• [Aufgaben]
- A) Entscheide, ob die folgenden Aussagen mit dem Text über die Ausgleichs-Steuer übereinstimmen. Antworte jeweils mit Ja oder Nein und zitiere die entscheidenden Worte wörtlich. (i) Die Ausgleichs-Steuer soll auf Medien erhoben werden, die als „Information“ eingestuft sind. (ii) Bei der Ausbildung von Journalisten nennt der Text sowohl Bild- als auch Textjournalisten. (iii) Das Publikum soll mehr Inhalte bekommen, die nur dem Zeitvertreib dienen.
- B) Welches Ziel der Steuer nennt der Text über die Ausgleichs-Steuer?

• [Text]

▽

Im Gegensatz zu den „Informations“-Medien sollte den als „Werbung“ kategorisierten Medienangeboten eine „Ausgleichs-Steuer“ auferlegt werden. Die Höhe dieser Steuer ist aus dem Verhältnis von originär gestaltetem journalistischem Inhalt und Ausgaben für Beschäftigung und zertifizierte Ausbildung von Journalisten (Bild- wie Textjournalisten) zu den mit werblichen Inhalten belegten Anteilen des jeweiligen Medienumfangs und den jährlichen werblichen Umsätzen zu erheben. Ziel ist es, die Informations- und Meinungsvielfalt der Medien nicht nur zu erhalten, sondern deutlich zu verbreitern und zu vertiefen.
Dies kann nur geschehen, indem sowohl dem Medien- Publikum (also der gesamten Gesellschaft) als auch den Medieneigentümern Anreize für die zukunftsorientierte Nutzung bzw. Ausrichtung der Medien als Instrument einer aufgeklärten, demokratischen Entwicklung aller gesellschaftlichen Gruppen angeboten werden. Für das Publikum: weniger und deutlich als solche identifizierbare Inhalte mit ausschliesslich dem Zeitvertreib (Zeitraub?) dienenden Content. Mehr für die Entwicklung und unabhängige Meinungsbildung des Bürgers als gesellschaftlicher Persönlichkeit nützliche Inhalte. Für die Medieneigentümer: mehr Spielraum für eine von den Interessen und Vorgaben der Werbewirtschaft unabhängigere Mediengestaltung im ursprünglichen Sinn einer freien und dem Gemeinwohl verpflichteten Presse. Beginn der Erneuerung des partnerschaftlichen Verhältnis zwischen Medien und Publikum; dadurch initiiert eine erneuerte und bewusste Bindung des Rezipienten an die Medien seiner Wahl und folglich eine distinguiertere Definition des jeweiligen Medien-Publikums zur Nutzung des spezifischen Werbeumfelds mit dem Ziel einer ökonomisch funktionierenden Refinanzierung des jeweiligen Mediums.

△

• [Ausgelesene Zeilen]

▽

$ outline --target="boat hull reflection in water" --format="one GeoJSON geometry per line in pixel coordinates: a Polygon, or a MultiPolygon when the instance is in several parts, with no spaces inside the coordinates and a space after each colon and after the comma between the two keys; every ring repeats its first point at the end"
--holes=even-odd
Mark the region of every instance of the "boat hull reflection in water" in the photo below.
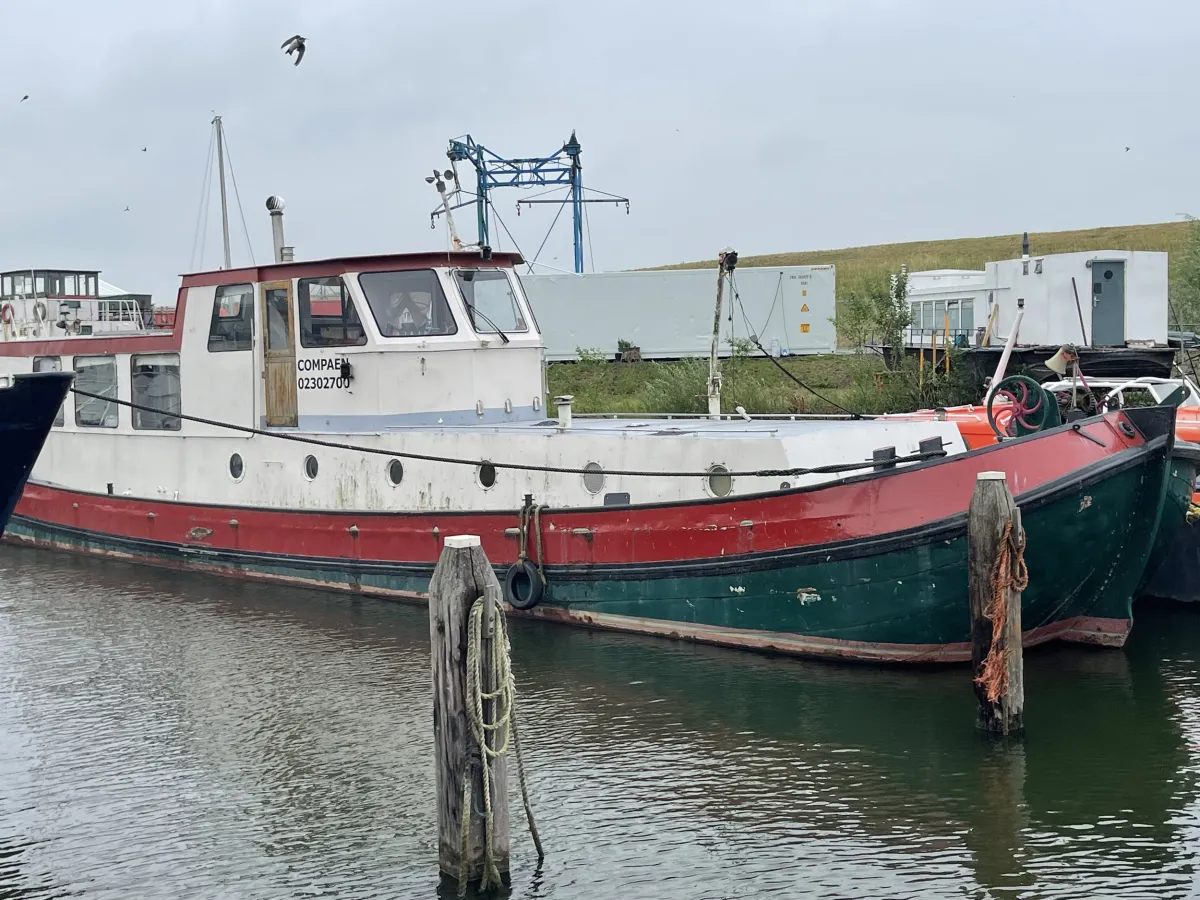
{"type": "MultiPolygon", "coordinates": [[[[515,896],[1193,895],[1192,616],[1031,654],[1009,745],[962,670],[511,635],[515,896]]],[[[428,672],[419,607],[0,548],[0,895],[436,896],[428,672]]]]}

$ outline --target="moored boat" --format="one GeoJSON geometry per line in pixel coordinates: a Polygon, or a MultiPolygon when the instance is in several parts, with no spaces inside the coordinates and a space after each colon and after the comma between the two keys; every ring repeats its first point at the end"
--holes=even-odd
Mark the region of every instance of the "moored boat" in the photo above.
{"type": "Polygon", "coordinates": [[[0,534],[67,395],[71,374],[0,378],[0,534]]]}
{"type": "MultiPolygon", "coordinates": [[[[1014,380],[1014,379],[1009,379],[1014,380]]],[[[1026,413],[1045,414],[1036,390],[1015,379],[1012,390],[997,390],[985,406],[923,409],[884,416],[884,421],[950,421],[967,446],[978,449],[1001,440],[1001,432],[1020,431],[1016,421],[1026,413]],[[1032,407],[1032,409],[1031,409],[1032,407]]],[[[1001,382],[1001,385],[1004,383],[1001,382]]],[[[1200,390],[1186,377],[1088,378],[1051,380],[1040,385],[1044,402],[1056,406],[1062,419],[1127,407],[1168,403],[1176,408],[1175,439],[1168,482],[1163,494],[1162,523],[1138,586],[1141,596],[1166,600],[1200,600],[1200,517],[1196,516],[1196,481],[1200,475],[1200,390]]]]}
{"type": "Polygon", "coordinates": [[[971,452],[941,421],[583,419],[566,397],[547,418],[520,257],[281,250],[184,276],[170,330],[0,341],[0,373],[77,376],[11,540],[419,599],[443,539],[469,533],[530,616],[954,661],[967,504],[1002,470],[1028,536],[1026,642],[1128,634],[1170,408],[971,452]]]}

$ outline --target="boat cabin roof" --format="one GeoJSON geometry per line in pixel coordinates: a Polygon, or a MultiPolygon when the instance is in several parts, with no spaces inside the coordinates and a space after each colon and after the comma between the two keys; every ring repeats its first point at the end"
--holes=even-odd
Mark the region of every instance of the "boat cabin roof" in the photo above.
{"type": "Polygon", "coordinates": [[[431,269],[454,266],[458,269],[511,269],[523,263],[520,253],[493,252],[488,258],[474,251],[440,251],[428,253],[384,253],[365,257],[334,257],[331,259],[302,259],[292,263],[270,263],[241,269],[191,272],[182,276],[182,287],[209,284],[239,284],[247,281],[290,281],[292,278],[319,278],[347,272],[377,272],[397,269],[431,269]]]}

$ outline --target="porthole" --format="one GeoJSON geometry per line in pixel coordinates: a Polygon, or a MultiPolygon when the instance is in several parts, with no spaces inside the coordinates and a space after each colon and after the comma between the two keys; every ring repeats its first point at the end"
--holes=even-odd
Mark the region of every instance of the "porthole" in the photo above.
{"type": "Polygon", "coordinates": [[[496,467],[490,462],[485,462],[479,467],[479,486],[485,491],[496,484],[496,467]]]}
{"type": "Polygon", "coordinates": [[[392,460],[388,463],[388,480],[392,485],[398,485],[404,480],[404,463],[400,460],[392,460]]]}
{"type": "Polygon", "coordinates": [[[733,490],[733,478],[724,466],[708,467],[708,492],[713,497],[728,497],[733,490]]]}
{"type": "Polygon", "coordinates": [[[583,487],[588,493],[600,493],[604,490],[604,469],[598,462],[583,467],[583,487]]]}

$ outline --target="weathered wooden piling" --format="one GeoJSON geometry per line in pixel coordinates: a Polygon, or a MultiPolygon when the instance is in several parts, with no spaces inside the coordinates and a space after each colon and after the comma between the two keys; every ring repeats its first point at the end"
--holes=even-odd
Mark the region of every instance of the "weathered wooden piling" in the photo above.
{"type": "Polygon", "coordinates": [[[1021,511],[1003,472],[980,472],[967,511],[971,671],[978,726],[1014,734],[1024,727],[1025,670],[1021,592],[1025,574],[1021,511]]]}
{"type": "MultiPolygon", "coordinates": [[[[479,538],[458,535],[445,539],[438,565],[430,582],[430,643],[433,668],[433,743],[434,773],[438,792],[438,865],[444,876],[476,882],[485,874],[488,857],[486,811],[491,809],[491,858],[506,882],[509,877],[509,805],[508,769],[504,756],[485,754],[473,733],[468,677],[470,611],[481,596],[499,596],[500,586],[479,538]],[[484,797],[484,766],[490,766],[490,803],[484,797]],[[464,780],[469,779],[470,802],[463,803],[464,780]],[[466,822],[466,840],[464,823],[466,822]],[[466,845],[466,856],[463,846],[466,845]]],[[[503,640],[494,628],[491,611],[481,628],[479,650],[482,720],[494,721],[493,702],[486,695],[494,690],[492,641],[503,640]],[[491,625],[491,628],[488,628],[491,625]]],[[[506,715],[506,712],[503,714],[506,715]]],[[[485,740],[491,750],[496,742],[506,742],[488,731],[485,740]]]]}

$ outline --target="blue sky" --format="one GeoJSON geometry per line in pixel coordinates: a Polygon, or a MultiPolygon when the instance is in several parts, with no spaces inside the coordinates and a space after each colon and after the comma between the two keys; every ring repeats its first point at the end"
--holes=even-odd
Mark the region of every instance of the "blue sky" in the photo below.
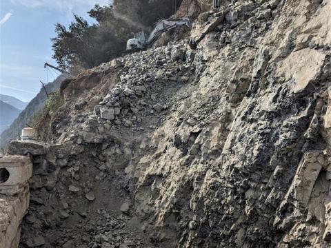
{"type": "MultiPolygon", "coordinates": [[[[30,101],[46,81],[56,23],[68,26],[73,13],[87,19],[95,3],[109,0],[0,0],[0,94],[30,101]]],[[[53,72],[54,76],[55,74],[53,72]]],[[[48,81],[54,79],[49,74],[48,81]]]]}

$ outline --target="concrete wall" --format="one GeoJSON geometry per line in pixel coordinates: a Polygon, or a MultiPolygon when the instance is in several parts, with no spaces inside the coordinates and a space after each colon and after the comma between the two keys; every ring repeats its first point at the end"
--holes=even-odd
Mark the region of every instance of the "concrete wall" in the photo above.
{"type": "Polygon", "coordinates": [[[25,156],[0,156],[0,169],[11,174],[0,183],[0,248],[16,248],[19,243],[21,223],[29,206],[28,180],[32,165],[25,156]]]}

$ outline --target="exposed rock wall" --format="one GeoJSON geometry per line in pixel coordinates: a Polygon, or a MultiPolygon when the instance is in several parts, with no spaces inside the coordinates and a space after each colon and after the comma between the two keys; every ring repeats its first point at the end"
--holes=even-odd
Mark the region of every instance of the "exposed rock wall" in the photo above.
{"type": "Polygon", "coordinates": [[[47,233],[26,220],[21,245],[31,232],[51,247],[121,245],[106,221],[93,225],[106,238],[82,239],[71,219],[85,216],[74,211],[85,194],[110,199],[111,181],[128,202],[110,209],[123,225],[137,220],[146,247],[330,247],[330,9],[222,1],[194,23],[196,50],[170,43],[94,68],[88,90],[72,90],[86,75],[69,82],[48,141],[65,152],[32,182],[38,198],[52,197],[30,215],[50,218],[64,197],[70,231],[59,231],[57,208],[47,233]]]}

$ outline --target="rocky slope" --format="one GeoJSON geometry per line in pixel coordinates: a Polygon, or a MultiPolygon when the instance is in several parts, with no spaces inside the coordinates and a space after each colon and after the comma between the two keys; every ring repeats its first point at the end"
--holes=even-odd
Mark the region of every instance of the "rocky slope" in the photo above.
{"type": "Polygon", "coordinates": [[[12,143],[35,167],[22,247],[330,247],[331,2],[223,3],[196,50],[68,82],[50,147],[12,143]]]}

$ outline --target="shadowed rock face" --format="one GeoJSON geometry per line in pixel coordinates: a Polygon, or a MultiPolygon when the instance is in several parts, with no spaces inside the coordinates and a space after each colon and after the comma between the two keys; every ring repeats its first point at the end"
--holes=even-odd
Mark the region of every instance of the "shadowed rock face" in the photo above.
{"type": "Polygon", "coordinates": [[[197,19],[197,50],[152,48],[68,85],[88,90],[34,158],[29,216],[50,221],[26,220],[22,247],[32,233],[50,247],[330,245],[331,3],[222,4],[197,19]]]}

△

• [Antworten pro Aufgabe]
- A)
(i) Nein: »Im Gegensatz zu den „Informations“-Medien sollte den als „Werbung“ kategorisierten Medienangeboten eine „Ausgleichs-Steuer“ auferlegt werden.«
(ii) Ja: »(Bild- wie Textjournalisten)«
(iii) Nein: »weniger und deutlich als solche identifizierbare Inhalte mit ausschliesslich dem Zeitvertreib (Zeitraub?) dienenden Content«

- B) Die Informations- und Meinungsvielfalt der Medien soll nicht nur erhalten, sondern deutlich verbreitert und vertieft werden.